■ **Task item A**: In the text on B. subtilis metabolites, how many compounds accounted for most of the peak numbers and peak areas?
■ **Task item B**: Using the text on B. subtilis metabolites, explain in one to three sentences why GC-MS technology was applied to B. subtilis.
■ **Task item C**: Resume the text on electrolyte leakage and B. subtilis metabolites, starting after its last sentence.

Electrolyte leakage (EL) is an indication of increased permeability of the plasma membrane in the control plants than other treatments (Fig. 6d). The plasma membrane in the treatments was not affected by the infection, and its permeability was not increased (Omara et al. 2015). EL is related to K+ efflux from plant cells, which mediated by plasma membrane action conductance (Demidchik et al. 2014). The results were consistent with those obtained by Omara and Abdelaal (2018).
Characterization of B. subtilis metabolites by GC-MS analysis
Due to the performance of B. subtilis compared with other evaluated bioagents, MEMs (Micro-Electro Mechanical Systems) GC-MS technology was used to identify its active compounds. The most peak numbers and peak areas of compounds excreted by B. subtilis belonged to ten compounds. These compounds mostly included fatty acids known as 9-octadecanoic acid, octadecanoic acid, oleic acid, n-hexadecanoic acid, and hexadecanoic acid (Fig. 7).

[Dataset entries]

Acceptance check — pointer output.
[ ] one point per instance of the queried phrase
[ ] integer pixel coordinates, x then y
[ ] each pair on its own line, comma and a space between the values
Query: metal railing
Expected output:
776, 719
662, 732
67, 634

■ **Written answer A**: Ten compounds accounted for most of the peak numbers and peak areas.

■ **Written answer B**: GC-MS technology was used on B. subtilis because of how it performed compared with the other bioagents that were evaluated. Its purpose was to identify the active compounds of B. subtilis.

■ **Written answer C**:
Generally, numerous members of Bacillus species are known as producers of lipopeptides belonging to the surfactin, iturin, and fengycin families (Zuber et al. 1993). Fengycin is an antifungal lipopeptide complex produced by B. subtilis F-29-3 (Vanittanakom and Loeffler 1986). It consists of 2 main components, fengycin A and fengycin B. The lipid moiety of both analogs was more variable as fatty acids and identified as anteiso-pentadecanoic acid (ai-C15), iso-hexadecanoic acid (i-C16), and n-hexadecanoic acid (n-C16). There is an evidence for further saturated and unsaturated residues up to C18. In the present study, these components of fatty acids were detected in supernatant analysis, using GC-MS in case of B. subtilis. These results were consistent with those of Belal et al. (2013) who found that the methanolic extract of B. subtilis contained fatty acids such as nonanoic acid, decanoic acid, dodecatrienoic acid, heptadecanoic acid, octadecanoic acid, pentadecanoic acid, hexadecanoic acid, and some of their derivatives (Belal et al. 2013).
Principal component analysis (PCA)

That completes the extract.